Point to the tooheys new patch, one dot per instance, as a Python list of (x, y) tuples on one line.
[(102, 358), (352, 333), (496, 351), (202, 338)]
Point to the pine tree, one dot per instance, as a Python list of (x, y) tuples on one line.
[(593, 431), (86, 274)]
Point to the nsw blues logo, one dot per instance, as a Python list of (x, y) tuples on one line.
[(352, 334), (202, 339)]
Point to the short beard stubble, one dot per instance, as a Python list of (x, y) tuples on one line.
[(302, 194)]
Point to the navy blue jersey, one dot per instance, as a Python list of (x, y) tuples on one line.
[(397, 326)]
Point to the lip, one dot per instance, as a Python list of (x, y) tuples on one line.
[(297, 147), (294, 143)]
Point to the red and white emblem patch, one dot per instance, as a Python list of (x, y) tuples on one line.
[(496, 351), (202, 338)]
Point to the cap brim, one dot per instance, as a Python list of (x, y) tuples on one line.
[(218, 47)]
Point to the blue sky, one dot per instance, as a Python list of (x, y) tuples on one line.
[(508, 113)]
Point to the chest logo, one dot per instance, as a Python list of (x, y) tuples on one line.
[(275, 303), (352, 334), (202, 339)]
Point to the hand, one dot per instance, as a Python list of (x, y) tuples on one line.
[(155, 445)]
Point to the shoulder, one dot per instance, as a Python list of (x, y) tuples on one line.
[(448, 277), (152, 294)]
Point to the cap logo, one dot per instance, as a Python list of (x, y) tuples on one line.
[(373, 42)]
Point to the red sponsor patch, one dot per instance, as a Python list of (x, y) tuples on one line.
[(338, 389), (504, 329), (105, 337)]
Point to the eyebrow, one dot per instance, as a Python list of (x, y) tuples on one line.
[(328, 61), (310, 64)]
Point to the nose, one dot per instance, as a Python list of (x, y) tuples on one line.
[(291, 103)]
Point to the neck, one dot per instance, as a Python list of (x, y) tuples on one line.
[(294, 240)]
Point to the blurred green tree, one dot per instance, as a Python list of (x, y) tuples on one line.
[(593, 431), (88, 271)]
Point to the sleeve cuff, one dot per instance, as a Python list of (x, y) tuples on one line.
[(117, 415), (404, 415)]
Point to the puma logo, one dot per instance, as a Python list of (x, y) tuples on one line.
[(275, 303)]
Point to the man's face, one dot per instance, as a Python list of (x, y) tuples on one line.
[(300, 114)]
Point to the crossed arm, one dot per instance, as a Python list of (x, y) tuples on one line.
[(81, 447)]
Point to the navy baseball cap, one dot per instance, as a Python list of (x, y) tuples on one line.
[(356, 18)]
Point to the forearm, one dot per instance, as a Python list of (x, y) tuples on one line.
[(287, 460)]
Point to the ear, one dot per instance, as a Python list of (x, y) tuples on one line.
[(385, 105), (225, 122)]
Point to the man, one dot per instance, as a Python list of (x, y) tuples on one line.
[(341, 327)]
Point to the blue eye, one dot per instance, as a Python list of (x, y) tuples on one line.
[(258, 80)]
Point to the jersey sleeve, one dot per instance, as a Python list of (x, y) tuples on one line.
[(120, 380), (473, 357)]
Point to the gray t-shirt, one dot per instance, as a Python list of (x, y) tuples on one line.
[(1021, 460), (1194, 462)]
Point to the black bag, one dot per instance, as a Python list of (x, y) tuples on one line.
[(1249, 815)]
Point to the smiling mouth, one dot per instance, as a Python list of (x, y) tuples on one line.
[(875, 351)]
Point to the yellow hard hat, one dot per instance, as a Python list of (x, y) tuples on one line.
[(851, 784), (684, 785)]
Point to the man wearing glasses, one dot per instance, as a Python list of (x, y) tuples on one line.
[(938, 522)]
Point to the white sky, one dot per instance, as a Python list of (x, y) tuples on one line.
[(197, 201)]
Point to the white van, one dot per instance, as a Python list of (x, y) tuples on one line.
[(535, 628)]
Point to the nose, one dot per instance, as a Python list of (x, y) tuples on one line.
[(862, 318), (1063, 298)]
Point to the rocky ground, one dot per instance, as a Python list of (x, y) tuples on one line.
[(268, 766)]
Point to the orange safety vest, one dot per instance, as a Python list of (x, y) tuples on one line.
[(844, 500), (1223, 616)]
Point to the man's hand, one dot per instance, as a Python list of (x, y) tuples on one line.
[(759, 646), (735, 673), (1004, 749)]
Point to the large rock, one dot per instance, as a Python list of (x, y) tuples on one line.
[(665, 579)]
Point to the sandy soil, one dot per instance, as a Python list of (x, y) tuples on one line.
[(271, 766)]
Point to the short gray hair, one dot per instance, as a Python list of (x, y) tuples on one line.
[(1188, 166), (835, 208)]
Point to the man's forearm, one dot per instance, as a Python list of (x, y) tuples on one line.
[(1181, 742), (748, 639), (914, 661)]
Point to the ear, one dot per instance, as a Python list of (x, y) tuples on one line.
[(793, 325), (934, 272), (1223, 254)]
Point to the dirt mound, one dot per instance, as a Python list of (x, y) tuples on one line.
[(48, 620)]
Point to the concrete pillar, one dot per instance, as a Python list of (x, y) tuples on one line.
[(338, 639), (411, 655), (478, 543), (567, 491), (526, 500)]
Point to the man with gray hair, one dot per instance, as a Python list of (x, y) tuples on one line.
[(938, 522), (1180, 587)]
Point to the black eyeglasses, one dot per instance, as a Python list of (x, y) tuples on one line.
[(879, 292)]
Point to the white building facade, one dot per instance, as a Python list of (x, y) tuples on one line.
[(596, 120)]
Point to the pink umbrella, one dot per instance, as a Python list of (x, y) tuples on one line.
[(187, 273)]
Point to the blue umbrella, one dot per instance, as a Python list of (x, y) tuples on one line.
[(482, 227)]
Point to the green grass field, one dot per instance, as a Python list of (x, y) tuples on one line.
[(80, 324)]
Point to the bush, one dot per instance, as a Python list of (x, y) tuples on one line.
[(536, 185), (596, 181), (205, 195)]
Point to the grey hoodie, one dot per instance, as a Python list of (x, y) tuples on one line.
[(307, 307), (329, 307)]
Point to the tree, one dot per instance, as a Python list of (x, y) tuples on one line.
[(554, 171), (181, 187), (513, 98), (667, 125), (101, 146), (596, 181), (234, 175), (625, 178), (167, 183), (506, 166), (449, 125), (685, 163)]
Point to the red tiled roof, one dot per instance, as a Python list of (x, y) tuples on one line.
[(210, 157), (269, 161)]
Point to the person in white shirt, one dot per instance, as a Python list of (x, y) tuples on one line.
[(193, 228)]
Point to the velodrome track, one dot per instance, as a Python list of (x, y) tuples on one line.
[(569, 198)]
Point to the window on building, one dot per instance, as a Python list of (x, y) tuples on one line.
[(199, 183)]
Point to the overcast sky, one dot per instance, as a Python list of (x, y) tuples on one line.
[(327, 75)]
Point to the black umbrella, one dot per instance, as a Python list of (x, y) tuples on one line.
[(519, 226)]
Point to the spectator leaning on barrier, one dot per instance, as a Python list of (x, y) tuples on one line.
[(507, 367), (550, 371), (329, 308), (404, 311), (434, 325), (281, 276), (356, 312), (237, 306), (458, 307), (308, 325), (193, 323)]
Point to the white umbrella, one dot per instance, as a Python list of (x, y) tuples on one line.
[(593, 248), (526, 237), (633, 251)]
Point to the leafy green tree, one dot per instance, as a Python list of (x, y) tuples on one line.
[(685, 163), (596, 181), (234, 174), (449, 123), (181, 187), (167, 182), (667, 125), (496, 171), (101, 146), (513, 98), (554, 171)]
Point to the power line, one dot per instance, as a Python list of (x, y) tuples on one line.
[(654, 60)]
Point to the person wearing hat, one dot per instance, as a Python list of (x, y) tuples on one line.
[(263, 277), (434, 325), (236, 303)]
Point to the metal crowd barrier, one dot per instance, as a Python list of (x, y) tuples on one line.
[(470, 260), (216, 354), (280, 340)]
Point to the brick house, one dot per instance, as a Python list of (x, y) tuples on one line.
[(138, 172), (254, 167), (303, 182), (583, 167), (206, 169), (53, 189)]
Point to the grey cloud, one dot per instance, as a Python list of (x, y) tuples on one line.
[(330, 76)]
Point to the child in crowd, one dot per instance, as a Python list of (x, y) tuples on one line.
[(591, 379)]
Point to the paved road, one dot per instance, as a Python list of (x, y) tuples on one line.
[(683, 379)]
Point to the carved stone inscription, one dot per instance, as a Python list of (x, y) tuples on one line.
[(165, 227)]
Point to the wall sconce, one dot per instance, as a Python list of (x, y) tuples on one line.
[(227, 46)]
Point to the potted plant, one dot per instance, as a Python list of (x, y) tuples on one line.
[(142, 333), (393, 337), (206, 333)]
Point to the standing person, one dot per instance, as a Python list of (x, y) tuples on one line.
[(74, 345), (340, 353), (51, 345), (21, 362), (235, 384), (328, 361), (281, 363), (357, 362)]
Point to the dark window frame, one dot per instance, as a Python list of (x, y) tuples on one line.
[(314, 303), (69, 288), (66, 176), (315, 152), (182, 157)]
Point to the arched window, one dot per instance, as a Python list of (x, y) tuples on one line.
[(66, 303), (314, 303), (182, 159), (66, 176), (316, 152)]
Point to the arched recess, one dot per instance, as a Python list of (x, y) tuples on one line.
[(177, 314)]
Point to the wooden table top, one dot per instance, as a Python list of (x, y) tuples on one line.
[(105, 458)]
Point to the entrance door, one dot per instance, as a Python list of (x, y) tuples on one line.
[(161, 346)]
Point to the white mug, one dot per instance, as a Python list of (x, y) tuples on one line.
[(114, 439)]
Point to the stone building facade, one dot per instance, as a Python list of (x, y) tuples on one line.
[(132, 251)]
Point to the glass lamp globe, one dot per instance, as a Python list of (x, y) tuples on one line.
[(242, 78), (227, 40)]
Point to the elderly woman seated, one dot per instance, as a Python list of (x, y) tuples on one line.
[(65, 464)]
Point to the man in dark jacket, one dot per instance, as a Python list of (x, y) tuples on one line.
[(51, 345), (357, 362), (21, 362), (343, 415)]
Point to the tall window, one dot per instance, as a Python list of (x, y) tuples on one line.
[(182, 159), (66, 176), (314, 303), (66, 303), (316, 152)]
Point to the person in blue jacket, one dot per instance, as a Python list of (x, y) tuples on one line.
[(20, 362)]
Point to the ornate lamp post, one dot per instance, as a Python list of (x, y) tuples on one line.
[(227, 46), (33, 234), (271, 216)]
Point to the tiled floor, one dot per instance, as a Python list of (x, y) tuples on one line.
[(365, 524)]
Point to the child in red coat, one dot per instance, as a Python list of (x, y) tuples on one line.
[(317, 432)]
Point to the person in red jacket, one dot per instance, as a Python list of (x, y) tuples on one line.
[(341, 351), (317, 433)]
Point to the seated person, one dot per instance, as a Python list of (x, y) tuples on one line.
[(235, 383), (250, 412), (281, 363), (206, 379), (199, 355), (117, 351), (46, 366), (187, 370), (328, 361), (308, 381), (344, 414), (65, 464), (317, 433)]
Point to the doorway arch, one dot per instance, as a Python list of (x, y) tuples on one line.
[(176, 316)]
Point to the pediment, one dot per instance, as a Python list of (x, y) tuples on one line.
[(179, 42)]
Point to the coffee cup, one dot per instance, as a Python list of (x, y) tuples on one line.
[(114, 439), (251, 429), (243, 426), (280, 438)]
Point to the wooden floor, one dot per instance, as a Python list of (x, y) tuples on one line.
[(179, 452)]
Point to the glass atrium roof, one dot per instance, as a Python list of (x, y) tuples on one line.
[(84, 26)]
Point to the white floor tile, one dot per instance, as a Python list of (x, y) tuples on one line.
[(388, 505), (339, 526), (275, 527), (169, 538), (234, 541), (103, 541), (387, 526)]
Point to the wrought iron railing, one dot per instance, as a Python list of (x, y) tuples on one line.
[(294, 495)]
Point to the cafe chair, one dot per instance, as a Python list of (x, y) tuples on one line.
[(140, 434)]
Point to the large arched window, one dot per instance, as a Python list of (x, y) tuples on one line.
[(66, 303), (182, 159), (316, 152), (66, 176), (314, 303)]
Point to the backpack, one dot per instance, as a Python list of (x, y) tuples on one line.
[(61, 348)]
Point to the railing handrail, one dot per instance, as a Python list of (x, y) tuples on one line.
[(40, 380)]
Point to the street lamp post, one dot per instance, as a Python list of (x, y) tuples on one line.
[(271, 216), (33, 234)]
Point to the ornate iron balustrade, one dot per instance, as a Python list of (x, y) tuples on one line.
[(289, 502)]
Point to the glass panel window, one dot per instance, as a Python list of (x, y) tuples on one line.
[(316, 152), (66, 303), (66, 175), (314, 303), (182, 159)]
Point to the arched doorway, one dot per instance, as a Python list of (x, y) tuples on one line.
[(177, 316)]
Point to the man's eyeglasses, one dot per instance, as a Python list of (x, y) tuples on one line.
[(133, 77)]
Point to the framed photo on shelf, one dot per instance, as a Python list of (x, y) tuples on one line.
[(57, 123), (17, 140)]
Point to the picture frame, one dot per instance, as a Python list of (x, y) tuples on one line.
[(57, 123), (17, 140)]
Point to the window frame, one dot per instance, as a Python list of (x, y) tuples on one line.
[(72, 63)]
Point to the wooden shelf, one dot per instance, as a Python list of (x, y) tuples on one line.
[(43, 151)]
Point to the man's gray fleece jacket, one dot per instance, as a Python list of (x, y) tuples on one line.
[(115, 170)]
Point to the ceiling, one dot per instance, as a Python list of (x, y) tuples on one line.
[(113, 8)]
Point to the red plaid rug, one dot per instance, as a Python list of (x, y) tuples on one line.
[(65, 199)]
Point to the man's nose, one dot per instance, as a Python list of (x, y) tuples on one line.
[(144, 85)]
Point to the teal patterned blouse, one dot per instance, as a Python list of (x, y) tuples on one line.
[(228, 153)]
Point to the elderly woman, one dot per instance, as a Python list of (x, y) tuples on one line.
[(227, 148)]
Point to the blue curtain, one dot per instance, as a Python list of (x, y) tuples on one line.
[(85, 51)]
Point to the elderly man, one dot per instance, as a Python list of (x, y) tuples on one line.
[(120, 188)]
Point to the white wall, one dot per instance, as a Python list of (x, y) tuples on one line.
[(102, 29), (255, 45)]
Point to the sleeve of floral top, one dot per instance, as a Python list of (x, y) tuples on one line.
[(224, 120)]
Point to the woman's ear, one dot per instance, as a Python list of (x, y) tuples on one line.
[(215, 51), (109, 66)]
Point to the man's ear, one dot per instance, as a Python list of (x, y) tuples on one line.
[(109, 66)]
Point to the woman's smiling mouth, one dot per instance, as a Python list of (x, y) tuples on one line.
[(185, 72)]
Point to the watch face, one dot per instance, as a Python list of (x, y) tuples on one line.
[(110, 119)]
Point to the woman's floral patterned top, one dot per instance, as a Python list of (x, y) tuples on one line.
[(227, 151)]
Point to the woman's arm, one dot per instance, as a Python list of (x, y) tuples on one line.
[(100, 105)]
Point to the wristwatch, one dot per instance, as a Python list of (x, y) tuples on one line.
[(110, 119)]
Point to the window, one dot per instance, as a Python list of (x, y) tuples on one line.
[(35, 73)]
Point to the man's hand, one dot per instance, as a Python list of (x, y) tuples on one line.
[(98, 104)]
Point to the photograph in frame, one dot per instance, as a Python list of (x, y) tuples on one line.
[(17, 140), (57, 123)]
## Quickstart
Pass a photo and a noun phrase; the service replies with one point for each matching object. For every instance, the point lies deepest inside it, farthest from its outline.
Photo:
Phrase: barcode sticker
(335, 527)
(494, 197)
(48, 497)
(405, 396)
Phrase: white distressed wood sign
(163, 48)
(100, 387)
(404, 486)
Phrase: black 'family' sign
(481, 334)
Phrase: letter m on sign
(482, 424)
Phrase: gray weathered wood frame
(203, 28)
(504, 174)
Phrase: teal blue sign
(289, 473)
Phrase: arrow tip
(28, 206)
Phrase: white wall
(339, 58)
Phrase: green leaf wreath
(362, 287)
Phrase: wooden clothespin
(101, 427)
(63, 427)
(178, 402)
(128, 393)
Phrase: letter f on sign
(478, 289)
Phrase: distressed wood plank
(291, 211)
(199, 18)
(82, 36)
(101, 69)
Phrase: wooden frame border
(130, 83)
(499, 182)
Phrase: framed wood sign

^^^^^^^^^^^^^^^^

Every line from the one containing "Point to the watch" through the final line of the data above is to be restated word for word, and nothing more.

_Finished exercise_
Point to the watch face, one dot per instance, as a Python list of (x, y) tuples on one line.
[(110, 119)]
Point to the woman's floral patterned top, one dot per instance, as a Python list of (x, y) tuples on one line.
[(227, 151)]
Point to the woman's arm, one dot per instance, as a Python list of (x, y) tuples on one line.
[(100, 105)]
Point to the wristwatch, one dot per instance, as a Python list of (x, y) tuples on one line.
[(110, 119)]
Point to the window, one dot per instance, as a Python list of (x, y) tuples on one line.
[(35, 73)]
Point to the man's hand, one dot per instance, as a Python list of (x, y) tuples on one line.
[(98, 104)]
Point to the photograph in frame, one dot per instance, as a Python list of (x, y) tuples on one line.
[(17, 140), (57, 123)]
## Quickstart
Pass a photo and a noun phrase; the service replies with one point for each matching object. For every instance, the point lies deepest inside it, farthest from its outline.
Photo:
Phrase: barcode sticker
(335, 527)
(494, 197)
(48, 497)
(405, 396)
Phrase: white distressed wood sign
(163, 48)
(100, 387)
(404, 486)
Phrase: black 'family' sign
(481, 334)
Phrase: letter m on sign
(482, 424)
Phrase: gray weathered wood frame
(203, 28)
(504, 174)
Phrase: teal blue sign
(289, 473)
Phrase: arrow tip
(28, 206)
Phrase: white wall
(339, 58)
Phrase: green leaf wreath
(362, 287)
Phrase: wooden clothespin
(101, 427)
(63, 427)
(178, 402)
(128, 393)
Phrase: letter f on sign
(478, 289)
Phrase: distressed wood plank
(291, 211)
(199, 18)
(82, 36)
(101, 69)
Phrase: wooden frame border
(130, 83)
(499, 182)
Phrase: framed wood sign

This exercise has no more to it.